%%

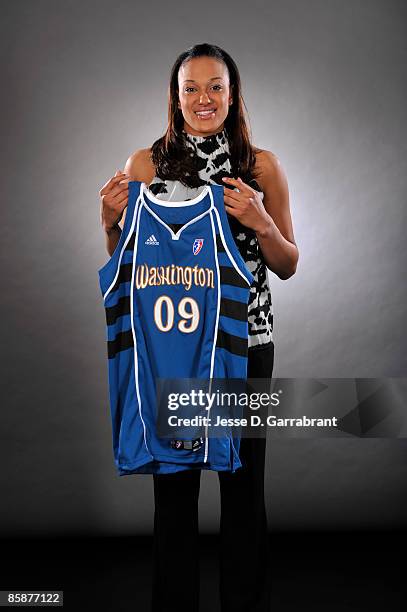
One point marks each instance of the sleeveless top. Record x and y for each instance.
(215, 154)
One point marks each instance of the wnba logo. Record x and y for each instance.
(197, 246)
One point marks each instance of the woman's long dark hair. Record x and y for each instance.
(170, 155)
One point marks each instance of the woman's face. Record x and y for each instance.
(203, 84)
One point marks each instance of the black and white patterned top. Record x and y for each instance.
(214, 151)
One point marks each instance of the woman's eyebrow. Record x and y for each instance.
(192, 80)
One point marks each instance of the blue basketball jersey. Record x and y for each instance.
(175, 294)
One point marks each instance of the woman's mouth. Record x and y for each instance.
(206, 114)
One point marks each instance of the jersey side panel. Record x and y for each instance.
(127, 429)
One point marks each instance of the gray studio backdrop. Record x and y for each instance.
(85, 84)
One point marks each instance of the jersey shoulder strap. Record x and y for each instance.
(125, 245)
(226, 236)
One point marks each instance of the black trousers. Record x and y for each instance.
(243, 541)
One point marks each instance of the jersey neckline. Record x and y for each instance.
(150, 197)
(146, 200)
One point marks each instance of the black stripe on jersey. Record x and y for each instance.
(130, 244)
(123, 341)
(233, 344)
(229, 276)
(124, 275)
(118, 310)
(233, 309)
(219, 244)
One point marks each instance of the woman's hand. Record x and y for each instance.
(114, 195)
(246, 205)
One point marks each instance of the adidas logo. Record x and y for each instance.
(152, 240)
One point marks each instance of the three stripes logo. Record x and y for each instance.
(152, 240)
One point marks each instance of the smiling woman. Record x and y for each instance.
(207, 141)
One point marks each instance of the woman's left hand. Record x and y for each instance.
(246, 205)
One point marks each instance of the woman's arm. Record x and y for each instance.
(114, 196)
(276, 237)
(270, 218)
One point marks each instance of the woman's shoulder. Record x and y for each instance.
(139, 166)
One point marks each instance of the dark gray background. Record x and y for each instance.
(84, 85)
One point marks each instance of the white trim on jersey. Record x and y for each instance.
(129, 235)
(176, 236)
(169, 204)
(227, 250)
(215, 335)
(132, 323)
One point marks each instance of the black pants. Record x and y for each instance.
(243, 542)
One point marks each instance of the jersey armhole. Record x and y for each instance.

%%

▶ [Work instructions]
Could you lay out every line of the records above as a Markdown table with the columns "Number" and "Entry", one line per row, skipping blank lines and leaving out the pictures?

▶ [Problem solution]
| Number | Entry |
|---|---|
| 1 | One point marks each instance of the sleeveless top. Record x and y for each instance. |
| 2 | (215, 154) |
| 3 | One point marks each instance of the wnba logo. Record x and y for each instance. |
| 4 | (197, 246) |
| 5 | One point marks each instance of the woman's long dark hair. Record x and y for each instance. |
| 6 | (170, 155) |
| 7 | One point marks each instance of the woman's face. Record x and y for each instance. |
| 8 | (203, 84) |
| 9 | One point marks each instance of the black and white patterned top. Record x and y for each instance. |
| 10 | (214, 151) |
| 11 | One point marks each instance of the woman's eyebrow. Record x and y for each instance. |
| 12 | (192, 80) |
| 13 | One point marks each instance of the blue basketball jersey. Record x and y for each instance. |
| 14 | (175, 294) |
| 15 | One point marks each instance of the woman's mouth. Record x and y for each instance. |
| 16 | (206, 114) |
| 17 | One point marks each instance of the jersey side panel. Record x and y for each instance. |
| 18 | (127, 429) |
| 19 | One point marks each instance of the gray studio backdrop. Record x and y for each instance. |
| 20 | (85, 84) |
| 21 | One point marks each instance of the jersey shoulder strap. Record x and y for each instance. |
| 22 | (125, 245) |
| 23 | (226, 236) |
| 24 | One point marks each instance of the black trousers. Record x and y for each instance. |
| 25 | (243, 541) |
| 26 | One point marks each instance of the jersey neckline. Record x and y for each instance. |
| 27 | (150, 197) |
| 28 | (146, 200) |
| 29 | One point marks each instance of the black stripe on jersey. Record x and y for each instance. |
| 30 | (130, 244) |
| 31 | (123, 341) |
| 32 | (233, 344) |
| 33 | (229, 276) |
| 34 | (124, 275) |
| 35 | (118, 310) |
| 36 | (233, 309) |
| 37 | (219, 244) |
| 38 | One point marks each instance of the woman's hand. Record x and y for each instance. |
| 39 | (114, 195) |
| 40 | (246, 205) |
| 41 | One point marks each instance of the adidas logo. Record x and y for each instance. |
| 42 | (152, 240) |
| 43 | One point marks each instance of the three stripes logo. Record x and y for each instance. |
| 44 | (152, 240) |
| 45 | One point marks each instance of the smiling woman. Record x and y for each instance. |
| 46 | (207, 141) |
| 47 | One point marks each instance of the woman's left hand. Record x and y for each instance. |
| 48 | (246, 205) |
| 49 | One point marks each instance of the woman's arm. Record x and y for each instance. |
| 50 | (114, 196) |
| 51 | (276, 237) |
| 52 | (270, 218) |
| 53 | One point marks each instance of the woman's shoulder. Record x and y for each instance. |
| 54 | (139, 166) |
| 55 | One point marks each instance of the dark gray background. Record x and y for each instance. |
| 56 | (84, 85) |
| 57 | One point marks each instance of the white trim on jersey. Record x and y for each instance. |
| 58 | (129, 235) |
| 59 | (176, 236) |
| 60 | (169, 204) |
| 61 | (227, 250) |
| 62 | (215, 335) |
| 63 | (132, 323) |
| 64 | One point marks each instance of the black pants. Record x and y for each instance. |
| 65 | (243, 542) |
| 66 | One point marks each instance of the jersey armhole. Record x and y for each instance. |